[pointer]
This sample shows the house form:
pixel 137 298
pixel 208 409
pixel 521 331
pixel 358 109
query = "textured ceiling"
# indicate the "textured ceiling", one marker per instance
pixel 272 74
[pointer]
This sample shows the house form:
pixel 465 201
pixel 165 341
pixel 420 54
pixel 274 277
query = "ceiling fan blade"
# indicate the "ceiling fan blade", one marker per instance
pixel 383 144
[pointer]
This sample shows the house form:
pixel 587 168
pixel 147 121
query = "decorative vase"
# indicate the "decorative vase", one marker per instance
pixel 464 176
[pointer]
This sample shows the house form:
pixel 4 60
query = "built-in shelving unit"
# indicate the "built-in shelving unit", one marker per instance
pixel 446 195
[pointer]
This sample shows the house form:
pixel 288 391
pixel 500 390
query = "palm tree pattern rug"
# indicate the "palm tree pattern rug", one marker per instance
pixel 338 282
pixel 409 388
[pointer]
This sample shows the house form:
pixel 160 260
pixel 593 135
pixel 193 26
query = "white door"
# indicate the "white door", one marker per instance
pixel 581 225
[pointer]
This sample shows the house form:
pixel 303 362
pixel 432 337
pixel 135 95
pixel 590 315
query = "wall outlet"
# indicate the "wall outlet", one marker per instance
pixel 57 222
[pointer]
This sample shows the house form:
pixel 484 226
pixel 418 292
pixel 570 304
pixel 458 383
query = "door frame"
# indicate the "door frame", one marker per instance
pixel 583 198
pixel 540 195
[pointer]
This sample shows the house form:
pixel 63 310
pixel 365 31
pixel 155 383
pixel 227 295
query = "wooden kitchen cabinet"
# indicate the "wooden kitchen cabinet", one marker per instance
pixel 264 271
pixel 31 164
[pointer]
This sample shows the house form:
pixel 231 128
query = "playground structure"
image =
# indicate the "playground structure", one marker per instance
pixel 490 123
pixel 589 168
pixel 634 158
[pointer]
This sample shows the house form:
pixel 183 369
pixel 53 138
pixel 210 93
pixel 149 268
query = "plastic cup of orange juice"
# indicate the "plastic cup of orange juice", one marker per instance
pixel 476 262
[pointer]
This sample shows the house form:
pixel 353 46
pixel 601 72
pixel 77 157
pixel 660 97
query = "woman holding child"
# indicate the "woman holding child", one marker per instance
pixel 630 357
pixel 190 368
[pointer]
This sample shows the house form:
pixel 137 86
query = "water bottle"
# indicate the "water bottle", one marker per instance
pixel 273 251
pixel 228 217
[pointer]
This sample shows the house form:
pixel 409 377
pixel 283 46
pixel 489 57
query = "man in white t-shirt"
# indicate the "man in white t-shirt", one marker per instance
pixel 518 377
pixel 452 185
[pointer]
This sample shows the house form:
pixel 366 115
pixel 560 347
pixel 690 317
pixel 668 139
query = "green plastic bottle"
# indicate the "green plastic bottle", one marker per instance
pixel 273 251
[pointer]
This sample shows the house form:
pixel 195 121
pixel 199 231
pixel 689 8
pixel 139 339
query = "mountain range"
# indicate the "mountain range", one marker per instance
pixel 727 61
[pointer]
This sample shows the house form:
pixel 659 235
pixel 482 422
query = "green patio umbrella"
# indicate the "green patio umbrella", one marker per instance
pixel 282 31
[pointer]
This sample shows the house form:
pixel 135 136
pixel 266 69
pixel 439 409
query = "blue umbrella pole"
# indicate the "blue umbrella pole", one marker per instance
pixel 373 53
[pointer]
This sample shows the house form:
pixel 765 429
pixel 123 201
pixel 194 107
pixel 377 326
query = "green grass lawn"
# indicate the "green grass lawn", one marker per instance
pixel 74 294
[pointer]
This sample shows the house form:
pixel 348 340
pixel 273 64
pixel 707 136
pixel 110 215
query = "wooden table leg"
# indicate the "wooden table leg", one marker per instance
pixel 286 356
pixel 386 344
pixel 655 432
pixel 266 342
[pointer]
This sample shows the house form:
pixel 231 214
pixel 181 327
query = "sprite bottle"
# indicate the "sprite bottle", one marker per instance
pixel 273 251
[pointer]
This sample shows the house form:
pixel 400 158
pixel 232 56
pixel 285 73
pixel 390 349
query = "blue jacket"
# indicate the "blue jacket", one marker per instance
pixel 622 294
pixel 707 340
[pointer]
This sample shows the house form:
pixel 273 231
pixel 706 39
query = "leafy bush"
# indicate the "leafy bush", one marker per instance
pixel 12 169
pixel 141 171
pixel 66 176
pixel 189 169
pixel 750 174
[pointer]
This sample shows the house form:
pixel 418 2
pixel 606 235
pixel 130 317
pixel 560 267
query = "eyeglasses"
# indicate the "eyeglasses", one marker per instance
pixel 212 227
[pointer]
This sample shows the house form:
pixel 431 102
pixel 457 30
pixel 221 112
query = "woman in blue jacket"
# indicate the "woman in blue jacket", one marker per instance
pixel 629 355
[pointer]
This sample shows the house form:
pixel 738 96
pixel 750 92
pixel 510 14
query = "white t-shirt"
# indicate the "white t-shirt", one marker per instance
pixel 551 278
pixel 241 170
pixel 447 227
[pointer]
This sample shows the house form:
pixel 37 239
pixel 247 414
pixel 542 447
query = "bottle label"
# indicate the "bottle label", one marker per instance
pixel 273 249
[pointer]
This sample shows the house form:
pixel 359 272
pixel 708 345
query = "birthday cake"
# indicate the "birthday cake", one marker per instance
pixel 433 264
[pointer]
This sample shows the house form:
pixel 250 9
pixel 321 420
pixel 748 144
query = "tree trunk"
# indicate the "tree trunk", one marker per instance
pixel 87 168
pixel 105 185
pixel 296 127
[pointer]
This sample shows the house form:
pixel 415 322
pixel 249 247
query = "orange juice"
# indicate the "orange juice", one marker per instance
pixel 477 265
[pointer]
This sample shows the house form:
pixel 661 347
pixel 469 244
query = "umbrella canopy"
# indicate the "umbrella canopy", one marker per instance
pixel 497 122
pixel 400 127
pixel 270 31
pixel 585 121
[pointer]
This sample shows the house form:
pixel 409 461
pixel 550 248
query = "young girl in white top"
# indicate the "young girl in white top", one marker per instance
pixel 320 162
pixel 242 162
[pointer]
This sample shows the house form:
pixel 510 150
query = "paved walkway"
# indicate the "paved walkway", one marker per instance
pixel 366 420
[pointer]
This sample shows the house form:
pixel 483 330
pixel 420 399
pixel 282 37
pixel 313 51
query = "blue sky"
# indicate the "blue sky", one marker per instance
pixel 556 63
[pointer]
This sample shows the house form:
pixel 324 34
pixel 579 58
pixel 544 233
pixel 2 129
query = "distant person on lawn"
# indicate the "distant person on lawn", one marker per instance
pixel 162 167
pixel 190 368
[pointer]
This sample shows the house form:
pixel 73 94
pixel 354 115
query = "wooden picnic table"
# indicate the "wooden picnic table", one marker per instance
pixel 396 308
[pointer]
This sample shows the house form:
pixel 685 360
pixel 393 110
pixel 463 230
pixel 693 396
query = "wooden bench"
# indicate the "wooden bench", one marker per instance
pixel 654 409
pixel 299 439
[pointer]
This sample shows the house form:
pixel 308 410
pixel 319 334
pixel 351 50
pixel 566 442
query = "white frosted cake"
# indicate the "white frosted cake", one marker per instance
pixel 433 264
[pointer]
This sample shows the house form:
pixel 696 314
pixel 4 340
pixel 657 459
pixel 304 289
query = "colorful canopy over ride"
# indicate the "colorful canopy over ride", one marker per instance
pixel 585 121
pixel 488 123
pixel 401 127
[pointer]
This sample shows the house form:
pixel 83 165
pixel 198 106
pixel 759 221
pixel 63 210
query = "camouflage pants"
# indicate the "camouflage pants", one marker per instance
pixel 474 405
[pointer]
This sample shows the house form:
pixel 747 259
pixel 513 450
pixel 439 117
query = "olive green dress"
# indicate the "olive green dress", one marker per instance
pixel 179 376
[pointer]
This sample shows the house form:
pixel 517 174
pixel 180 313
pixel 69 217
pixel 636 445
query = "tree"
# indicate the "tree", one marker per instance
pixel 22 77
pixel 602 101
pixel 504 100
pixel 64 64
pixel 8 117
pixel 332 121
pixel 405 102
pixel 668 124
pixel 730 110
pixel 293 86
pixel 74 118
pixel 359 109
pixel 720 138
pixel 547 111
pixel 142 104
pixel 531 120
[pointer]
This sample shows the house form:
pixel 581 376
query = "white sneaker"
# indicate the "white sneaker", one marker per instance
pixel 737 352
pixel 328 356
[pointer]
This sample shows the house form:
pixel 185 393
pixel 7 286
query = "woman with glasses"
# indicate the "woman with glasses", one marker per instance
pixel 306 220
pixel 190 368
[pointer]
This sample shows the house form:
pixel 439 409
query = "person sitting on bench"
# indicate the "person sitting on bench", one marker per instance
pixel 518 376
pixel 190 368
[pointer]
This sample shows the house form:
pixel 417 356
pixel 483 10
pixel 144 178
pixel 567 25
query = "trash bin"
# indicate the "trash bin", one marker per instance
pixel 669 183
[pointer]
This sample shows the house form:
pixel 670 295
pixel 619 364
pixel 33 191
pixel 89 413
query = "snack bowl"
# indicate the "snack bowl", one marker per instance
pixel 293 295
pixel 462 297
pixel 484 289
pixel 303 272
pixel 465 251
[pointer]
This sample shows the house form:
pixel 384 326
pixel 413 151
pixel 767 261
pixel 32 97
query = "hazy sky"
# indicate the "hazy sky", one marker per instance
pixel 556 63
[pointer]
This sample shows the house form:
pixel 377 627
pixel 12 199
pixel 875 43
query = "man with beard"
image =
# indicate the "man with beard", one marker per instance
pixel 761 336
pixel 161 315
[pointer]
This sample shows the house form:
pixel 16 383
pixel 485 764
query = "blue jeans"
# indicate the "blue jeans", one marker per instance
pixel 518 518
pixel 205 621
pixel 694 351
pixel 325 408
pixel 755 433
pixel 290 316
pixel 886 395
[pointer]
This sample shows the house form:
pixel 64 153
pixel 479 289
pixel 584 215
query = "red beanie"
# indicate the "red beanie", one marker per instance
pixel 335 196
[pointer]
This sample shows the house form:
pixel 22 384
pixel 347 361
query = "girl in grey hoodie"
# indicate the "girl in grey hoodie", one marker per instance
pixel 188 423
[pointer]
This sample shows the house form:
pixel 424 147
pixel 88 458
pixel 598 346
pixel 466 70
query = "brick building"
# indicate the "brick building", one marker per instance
· · · · · · ·
What is being asked
Identify each line in the records above that contains the word "brick", and copy it out in full.

Final answer
query = "brick building"
# indicate the "brick building", one marker per instance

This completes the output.